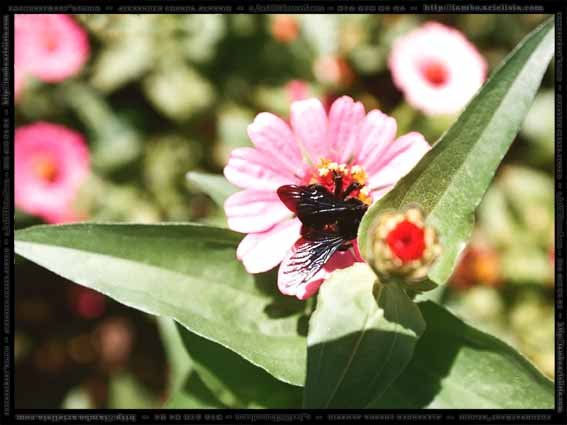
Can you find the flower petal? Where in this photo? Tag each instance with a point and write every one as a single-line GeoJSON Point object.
{"type": "Point", "coordinates": [309, 123]}
{"type": "Point", "coordinates": [458, 68]}
{"type": "Point", "coordinates": [339, 260]}
{"type": "Point", "coordinates": [260, 252]}
{"type": "Point", "coordinates": [397, 159]}
{"type": "Point", "coordinates": [251, 211]}
{"type": "Point", "coordinates": [271, 135]}
{"type": "Point", "coordinates": [344, 118]}
{"type": "Point", "coordinates": [251, 168]}
{"type": "Point", "coordinates": [377, 132]}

• Task requirements: Reproduce each item above verbatim, omitting the pictures.

• Exercise output:
Can you find the flower petal? Where in this photo? Tag each instance with a point and write every one as a single-line GeoJSON Point object.
{"type": "Point", "coordinates": [309, 123]}
{"type": "Point", "coordinates": [458, 68]}
{"type": "Point", "coordinates": [339, 260]}
{"type": "Point", "coordinates": [260, 252]}
{"type": "Point", "coordinates": [397, 159]}
{"type": "Point", "coordinates": [251, 211]}
{"type": "Point", "coordinates": [271, 135]}
{"type": "Point", "coordinates": [344, 118]}
{"type": "Point", "coordinates": [251, 168]}
{"type": "Point", "coordinates": [377, 132]}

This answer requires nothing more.